• _Source extract_:
투자 아이디어를 얻을 수 있으면 더욱 좋구요~^^
Where will the S&P 500 go in 2020?
Here are the most bullish and bearish strategists
Credit Suisse’s Golub ranks as the biggest bull, Morgan Stanley’s Wilson leads the bears
With the U.S. Thanksgiving holiday in the rearview mirror and Christmas rapidly approaching, Wall Street investors are turning their attention to 2020 and what the new year will bring for the stock market.
Despite weakness in recent days, the S&P 500 index, the Dow Jones Industrial Average and the Nasdaq Composite index remain on track to post their best calendar-year performances since 2013, with the Dow up 17%, the S&P 23% and the Nasdaq 28%.
And while there are a range of views regarding the performance of U.S. equities in the year to come, the top strategists on Wall Street unanimously agree that next year’s performance will come nowhere near that of 2019, with only one of those surveyed by MarketWatch predicting the S&P 500 to rise 10% next year from Monday’s close, while a few are predicting year-over-year declines in the large-cap index.
Credit Suisse’s Jonathan Golub is the most bullish on the list, predicting the benchmark S&P 500 index will rise to 3,425 by 2020’s end, a 10% increase from Monday’s close. Golub argued in a recent note that 2020 will bring a sharp rebound in economic performance similar to what was experienced in 2016 going into 2019. He also predicted continued strength in corporate buybacks that will help the forward price-to-earnings multiple on the S&P 500 rise from 18.1 to 18.9 by year’s end. This expansion, along with 5.6% earnings-per-share growth, forms the basis for Golub’s target.
David Kostin, chief U.S. equity strategist at Goldman Sachs has the second most optimistic target in the sample. He argued in Goldman’s 2020 outlook note that S&P 500 companies will benefit from above-average growth in 2020 and rising profit margins that will boost EPS by 5%, while low interest rates and relatively poor returns in other asset classes like bonds will push the market multiple to 18.6.

• _Provided information_:

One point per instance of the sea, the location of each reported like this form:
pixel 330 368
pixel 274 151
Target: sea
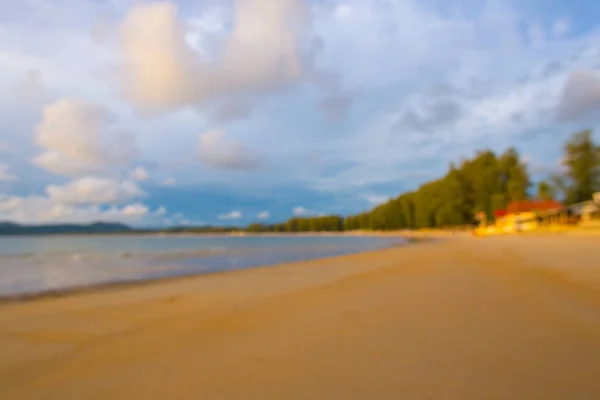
pixel 31 265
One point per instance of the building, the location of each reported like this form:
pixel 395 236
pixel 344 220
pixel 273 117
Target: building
pixel 522 216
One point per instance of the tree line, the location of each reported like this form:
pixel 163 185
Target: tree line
pixel 482 184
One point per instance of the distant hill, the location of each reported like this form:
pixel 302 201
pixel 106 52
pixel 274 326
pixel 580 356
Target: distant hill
pixel 9 228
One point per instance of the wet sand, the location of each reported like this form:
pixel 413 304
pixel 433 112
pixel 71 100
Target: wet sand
pixel 465 318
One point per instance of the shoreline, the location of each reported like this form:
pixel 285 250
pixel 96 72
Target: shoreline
pixel 133 283
pixel 452 319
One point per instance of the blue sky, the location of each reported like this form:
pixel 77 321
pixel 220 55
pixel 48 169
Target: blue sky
pixel 230 112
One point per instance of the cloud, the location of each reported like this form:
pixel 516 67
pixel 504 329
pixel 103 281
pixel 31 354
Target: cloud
pixel 561 27
pixel 429 115
pixel 92 190
pixel 376 200
pixel 60 165
pixel 300 210
pixel 336 106
pixel 216 151
pixel 139 174
pixel 581 95
pixel 263 215
pixel 38 209
pixel 168 182
pixel 162 71
pixel 5 174
pixel 135 210
pixel 77 138
pixel 231 110
pixel 160 211
pixel 31 89
pixel 231 215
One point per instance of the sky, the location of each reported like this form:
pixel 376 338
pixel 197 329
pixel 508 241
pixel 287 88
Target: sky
pixel 230 112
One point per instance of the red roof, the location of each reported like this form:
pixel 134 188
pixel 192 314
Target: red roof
pixel 500 213
pixel 533 205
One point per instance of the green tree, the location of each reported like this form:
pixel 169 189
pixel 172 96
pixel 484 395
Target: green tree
pixel 582 164
pixel 545 191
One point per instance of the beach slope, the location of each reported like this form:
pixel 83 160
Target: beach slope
pixel 465 318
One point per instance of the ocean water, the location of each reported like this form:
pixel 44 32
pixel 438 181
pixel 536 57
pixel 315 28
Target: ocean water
pixel 38 264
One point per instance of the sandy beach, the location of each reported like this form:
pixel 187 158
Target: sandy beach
pixel 462 318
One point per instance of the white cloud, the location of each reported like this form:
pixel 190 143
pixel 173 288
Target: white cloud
pixel 561 27
pixel 300 210
pixel 92 190
pixel 216 151
pixel 135 210
pixel 160 211
pixel 5 174
pixel 376 200
pixel 139 174
pixel 263 215
pixel 161 70
pixel 37 210
pixel 31 89
pixel 77 137
pixel 231 215
pixel 168 182
pixel 581 95
pixel 61 165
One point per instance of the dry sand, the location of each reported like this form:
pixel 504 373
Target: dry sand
pixel 494 318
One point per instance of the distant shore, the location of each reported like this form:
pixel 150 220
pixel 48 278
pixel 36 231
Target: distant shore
pixel 516 316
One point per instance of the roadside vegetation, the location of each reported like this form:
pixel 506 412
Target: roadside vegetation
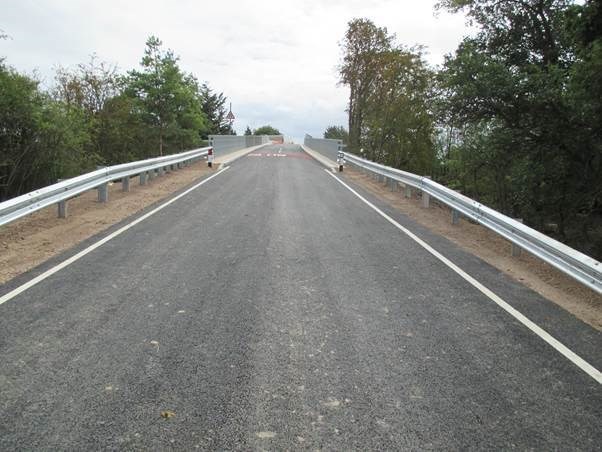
pixel 96 115
pixel 513 118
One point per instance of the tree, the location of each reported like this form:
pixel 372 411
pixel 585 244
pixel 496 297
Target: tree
pixel 167 99
pixel 337 133
pixel 390 88
pixel 266 130
pixel 361 46
pixel 522 95
pixel 40 139
pixel 213 105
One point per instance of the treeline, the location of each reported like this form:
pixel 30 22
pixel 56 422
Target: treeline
pixel 95 115
pixel 513 118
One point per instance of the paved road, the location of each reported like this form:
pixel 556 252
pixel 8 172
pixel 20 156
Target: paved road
pixel 271 309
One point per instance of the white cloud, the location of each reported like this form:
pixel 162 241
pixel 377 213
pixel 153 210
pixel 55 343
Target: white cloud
pixel 275 60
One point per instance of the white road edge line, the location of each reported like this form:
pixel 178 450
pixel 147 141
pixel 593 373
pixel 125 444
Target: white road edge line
pixel 559 346
pixel 13 293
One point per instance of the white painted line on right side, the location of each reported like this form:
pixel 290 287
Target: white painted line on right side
pixel 543 334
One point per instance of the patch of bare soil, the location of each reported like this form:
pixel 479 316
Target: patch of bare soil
pixel 544 279
pixel 35 238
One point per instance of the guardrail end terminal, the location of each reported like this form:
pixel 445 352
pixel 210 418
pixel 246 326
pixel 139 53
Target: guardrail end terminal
pixel 516 250
pixel 455 216
pixel 62 209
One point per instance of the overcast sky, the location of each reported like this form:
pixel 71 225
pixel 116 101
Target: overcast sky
pixel 275 60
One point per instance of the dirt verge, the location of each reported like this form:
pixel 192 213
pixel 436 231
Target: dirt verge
pixel 33 239
pixel 544 279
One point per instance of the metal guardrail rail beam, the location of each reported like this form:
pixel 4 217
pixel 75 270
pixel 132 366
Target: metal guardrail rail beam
pixel 579 266
pixel 23 205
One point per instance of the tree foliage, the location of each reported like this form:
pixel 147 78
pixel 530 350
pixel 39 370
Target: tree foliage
pixel 95 115
pixel 337 133
pixel 512 118
pixel 390 85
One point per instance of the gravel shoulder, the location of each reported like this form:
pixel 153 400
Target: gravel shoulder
pixel 30 241
pixel 580 301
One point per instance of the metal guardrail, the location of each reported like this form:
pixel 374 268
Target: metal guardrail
pixel 579 266
pixel 60 192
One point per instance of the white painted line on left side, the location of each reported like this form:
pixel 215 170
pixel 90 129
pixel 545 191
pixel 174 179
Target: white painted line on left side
pixel 13 293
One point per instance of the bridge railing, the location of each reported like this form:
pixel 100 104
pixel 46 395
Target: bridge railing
pixel 325 146
pixel 61 192
pixel 229 143
pixel 579 266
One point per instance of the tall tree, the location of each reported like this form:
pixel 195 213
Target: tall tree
pixel 361 47
pixel 167 98
pixel 511 91
pixel 214 107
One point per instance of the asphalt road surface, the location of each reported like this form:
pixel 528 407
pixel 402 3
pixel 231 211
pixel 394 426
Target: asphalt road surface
pixel 270 308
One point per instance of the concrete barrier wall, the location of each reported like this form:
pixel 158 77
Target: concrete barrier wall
pixel 325 146
pixel 227 143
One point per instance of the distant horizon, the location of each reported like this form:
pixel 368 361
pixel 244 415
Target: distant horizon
pixel 275 70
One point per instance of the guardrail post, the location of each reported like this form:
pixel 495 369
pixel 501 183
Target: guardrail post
pixel 62 207
pixel 103 192
pixel 455 216
pixel 426 199
pixel 516 250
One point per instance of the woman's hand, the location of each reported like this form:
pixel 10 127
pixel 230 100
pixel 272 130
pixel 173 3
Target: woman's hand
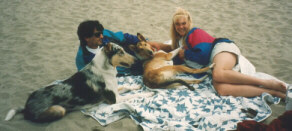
pixel 181 54
pixel 154 45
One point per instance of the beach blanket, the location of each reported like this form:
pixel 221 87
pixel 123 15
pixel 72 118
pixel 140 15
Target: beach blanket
pixel 183 109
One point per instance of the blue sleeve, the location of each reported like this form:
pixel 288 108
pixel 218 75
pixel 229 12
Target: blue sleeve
pixel 116 37
pixel 79 60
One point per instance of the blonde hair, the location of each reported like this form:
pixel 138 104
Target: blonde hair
pixel 180 12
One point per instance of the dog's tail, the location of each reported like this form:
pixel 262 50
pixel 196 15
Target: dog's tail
pixel 177 82
pixel 12 112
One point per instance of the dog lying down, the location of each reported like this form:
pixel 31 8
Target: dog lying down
pixel 94 83
pixel 159 71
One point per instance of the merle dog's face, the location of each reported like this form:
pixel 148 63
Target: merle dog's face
pixel 142 49
pixel 118 56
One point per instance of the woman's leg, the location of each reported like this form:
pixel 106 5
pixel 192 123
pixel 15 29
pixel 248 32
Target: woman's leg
pixel 229 82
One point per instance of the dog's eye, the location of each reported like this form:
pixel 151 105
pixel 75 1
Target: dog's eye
pixel 121 52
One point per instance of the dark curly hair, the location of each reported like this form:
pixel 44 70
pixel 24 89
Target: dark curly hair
pixel 86 30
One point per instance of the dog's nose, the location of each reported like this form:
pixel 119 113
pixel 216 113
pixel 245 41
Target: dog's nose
pixel 150 53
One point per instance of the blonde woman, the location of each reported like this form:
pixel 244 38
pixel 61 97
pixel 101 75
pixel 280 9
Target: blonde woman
pixel 200 49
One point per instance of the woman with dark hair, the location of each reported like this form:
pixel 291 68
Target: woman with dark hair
pixel 93 36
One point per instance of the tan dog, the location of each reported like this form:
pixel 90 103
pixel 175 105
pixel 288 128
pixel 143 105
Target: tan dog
pixel 159 71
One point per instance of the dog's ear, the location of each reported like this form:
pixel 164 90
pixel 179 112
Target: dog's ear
pixel 140 37
pixel 108 47
pixel 132 47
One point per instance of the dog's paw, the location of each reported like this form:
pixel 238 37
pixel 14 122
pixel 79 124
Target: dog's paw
pixel 135 87
pixel 147 94
pixel 212 65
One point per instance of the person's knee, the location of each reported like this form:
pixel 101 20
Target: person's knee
pixel 217 75
pixel 220 89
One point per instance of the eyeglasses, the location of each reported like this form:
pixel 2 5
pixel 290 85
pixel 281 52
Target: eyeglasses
pixel 97 34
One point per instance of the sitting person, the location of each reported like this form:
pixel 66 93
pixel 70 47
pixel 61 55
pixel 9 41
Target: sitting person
pixel 93 36
pixel 201 49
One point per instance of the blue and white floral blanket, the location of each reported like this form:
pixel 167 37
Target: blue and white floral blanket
pixel 183 109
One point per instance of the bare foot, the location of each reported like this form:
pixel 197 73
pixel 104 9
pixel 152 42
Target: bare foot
pixel 275 85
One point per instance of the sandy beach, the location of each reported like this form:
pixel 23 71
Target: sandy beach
pixel 39 43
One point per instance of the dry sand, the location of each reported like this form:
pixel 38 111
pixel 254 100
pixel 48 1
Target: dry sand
pixel 39 42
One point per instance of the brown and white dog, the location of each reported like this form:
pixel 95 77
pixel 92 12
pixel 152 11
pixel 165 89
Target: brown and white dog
pixel 95 82
pixel 159 72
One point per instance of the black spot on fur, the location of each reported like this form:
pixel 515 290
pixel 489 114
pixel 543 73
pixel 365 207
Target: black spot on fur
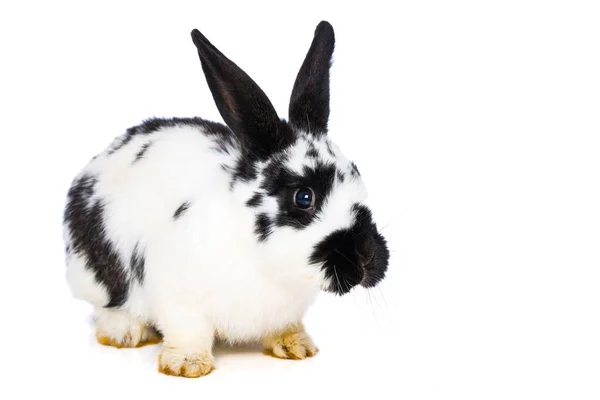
pixel 137 263
pixel 312 151
pixel 181 209
pixel 255 200
pixel 358 255
pixel 329 149
pixel 222 134
pixel 354 169
pixel 142 151
pixel 85 222
pixel 262 227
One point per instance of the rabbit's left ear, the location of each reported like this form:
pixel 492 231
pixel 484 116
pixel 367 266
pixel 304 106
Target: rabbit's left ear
pixel 309 103
pixel 245 108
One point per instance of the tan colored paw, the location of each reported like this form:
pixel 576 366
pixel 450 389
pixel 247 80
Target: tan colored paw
pixel 133 338
pixel 174 363
pixel 293 343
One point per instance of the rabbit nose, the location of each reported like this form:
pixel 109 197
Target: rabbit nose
pixel 366 255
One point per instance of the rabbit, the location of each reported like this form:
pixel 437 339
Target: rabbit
pixel 184 232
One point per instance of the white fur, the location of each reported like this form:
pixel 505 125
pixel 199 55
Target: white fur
pixel 206 272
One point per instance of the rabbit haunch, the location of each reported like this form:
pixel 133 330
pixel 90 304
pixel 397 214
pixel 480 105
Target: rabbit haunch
pixel 132 203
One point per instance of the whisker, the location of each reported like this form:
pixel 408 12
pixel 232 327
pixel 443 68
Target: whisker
pixel 337 277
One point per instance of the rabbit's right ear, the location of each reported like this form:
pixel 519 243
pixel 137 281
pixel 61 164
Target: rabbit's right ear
pixel 309 103
pixel 245 108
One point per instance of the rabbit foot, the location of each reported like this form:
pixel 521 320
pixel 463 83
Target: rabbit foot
pixel 119 329
pixel 292 343
pixel 189 365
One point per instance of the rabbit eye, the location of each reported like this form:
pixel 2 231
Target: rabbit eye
pixel 304 198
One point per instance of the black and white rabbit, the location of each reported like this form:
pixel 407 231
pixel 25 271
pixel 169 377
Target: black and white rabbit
pixel 201 231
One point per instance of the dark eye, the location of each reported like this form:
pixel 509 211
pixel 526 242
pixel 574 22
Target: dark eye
pixel 304 198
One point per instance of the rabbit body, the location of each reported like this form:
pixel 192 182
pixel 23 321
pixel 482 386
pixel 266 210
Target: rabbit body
pixel 186 231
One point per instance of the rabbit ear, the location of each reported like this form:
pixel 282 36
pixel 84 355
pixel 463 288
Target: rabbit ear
pixel 245 108
pixel 309 103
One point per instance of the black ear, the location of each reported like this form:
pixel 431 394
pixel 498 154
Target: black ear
pixel 245 108
pixel 309 103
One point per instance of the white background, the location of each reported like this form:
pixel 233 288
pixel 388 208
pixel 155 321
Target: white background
pixel 475 126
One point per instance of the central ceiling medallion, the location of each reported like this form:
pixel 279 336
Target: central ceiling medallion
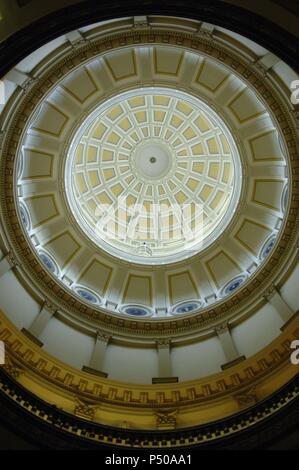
pixel 153 176
pixel 152 160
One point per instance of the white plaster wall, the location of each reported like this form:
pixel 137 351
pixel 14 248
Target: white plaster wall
pixel 258 331
pixel 289 291
pixel 197 360
pixel 136 365
pixel 15 302
pixel 67 344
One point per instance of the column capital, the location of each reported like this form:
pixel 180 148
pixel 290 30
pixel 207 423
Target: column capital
pixel 272 289
pixel 100 336
pixel 223 328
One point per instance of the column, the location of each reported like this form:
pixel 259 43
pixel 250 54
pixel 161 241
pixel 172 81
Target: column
pixel 230 351
pixel 164 363
pixel 5 265
pixel 39 323
pixel 97 359
pixel 283 309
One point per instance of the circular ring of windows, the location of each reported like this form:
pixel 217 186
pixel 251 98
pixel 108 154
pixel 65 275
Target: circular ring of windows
pixel 87 295
pixel 135 310
pixel 49 262
pixel 267 247
pixel 232 285
pixel 186 307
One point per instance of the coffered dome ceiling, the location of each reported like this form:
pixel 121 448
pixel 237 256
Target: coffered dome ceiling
pixel 116 131
pixel 188 133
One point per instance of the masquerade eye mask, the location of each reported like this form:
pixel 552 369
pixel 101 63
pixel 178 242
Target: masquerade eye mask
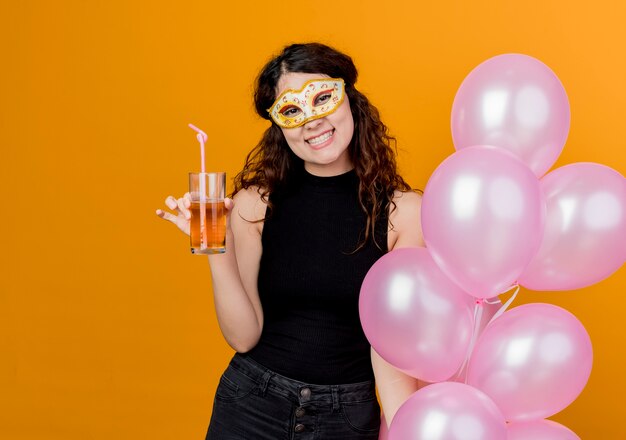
pixel 317 98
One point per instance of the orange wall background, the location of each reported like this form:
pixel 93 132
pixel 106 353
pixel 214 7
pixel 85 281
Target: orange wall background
pixel 107 323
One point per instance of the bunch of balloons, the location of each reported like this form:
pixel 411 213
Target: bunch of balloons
pixel 492 221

• _Things to do_:
• a. Check each statement against the S&P 500 outlook article and answer yes or no, quoting the words that decide it: (i) Golub expects the S&P 500 to reach 3,425 by the end of 2020; (ii) the Dow is up 23% for the year; (iii) Kostin expects the market multiple to rise to 18.9.
• b. Pick up the S&P 500 outlook article after its final sentence and continue it.

• _Responses per task_:
• a.
(i) Yes: "predicting the benchmark S&P 500 index will rise to 3,425 by 2020’s end"
(ii) No: "with the Dow up 17%, the S&P 23% and the Nasdaq 28%"
(iii) No: "will push the market multiple to 18.6."

• b.
Once again, Morgan Stanley’s Michael Wilson is the most bearish strategist surveyed, with a base case that the S&P 500 falls to 3,000 by the end of next year. “Easier monetary policy and trade stabilization will help global growth accelerate, but only stabilize GDP growth in the US at 1.8%, leaving pressure on corporate margins from tight labor markets,” he wrote in a note to clients.
He argued that central bank stimulus may keep stock prices elevated in the near term, “but by April, the liquidity tailwind will fade and the market will focus more on fundamentals, where uncertainty is higher than normal.”
Wilson believes that profit margin headwinds and sluggish U.S. economic growth will keep earnings gains nearly non-existent, as has been the case in 2019, while international trade and policy uncertainty will keep a lid on equity valuations. Better growth prospects abroad “and cheaper valuations means we prefer non-U.S. equities to the U.S.,” he wrote.
UBS’ Francois Trahan also has a target of 3,000 on the S&P 500 for the coming year, driven by what he predicts will be an earnings recession — or two or more consecutive quarters of declines in S&P 500 earnings.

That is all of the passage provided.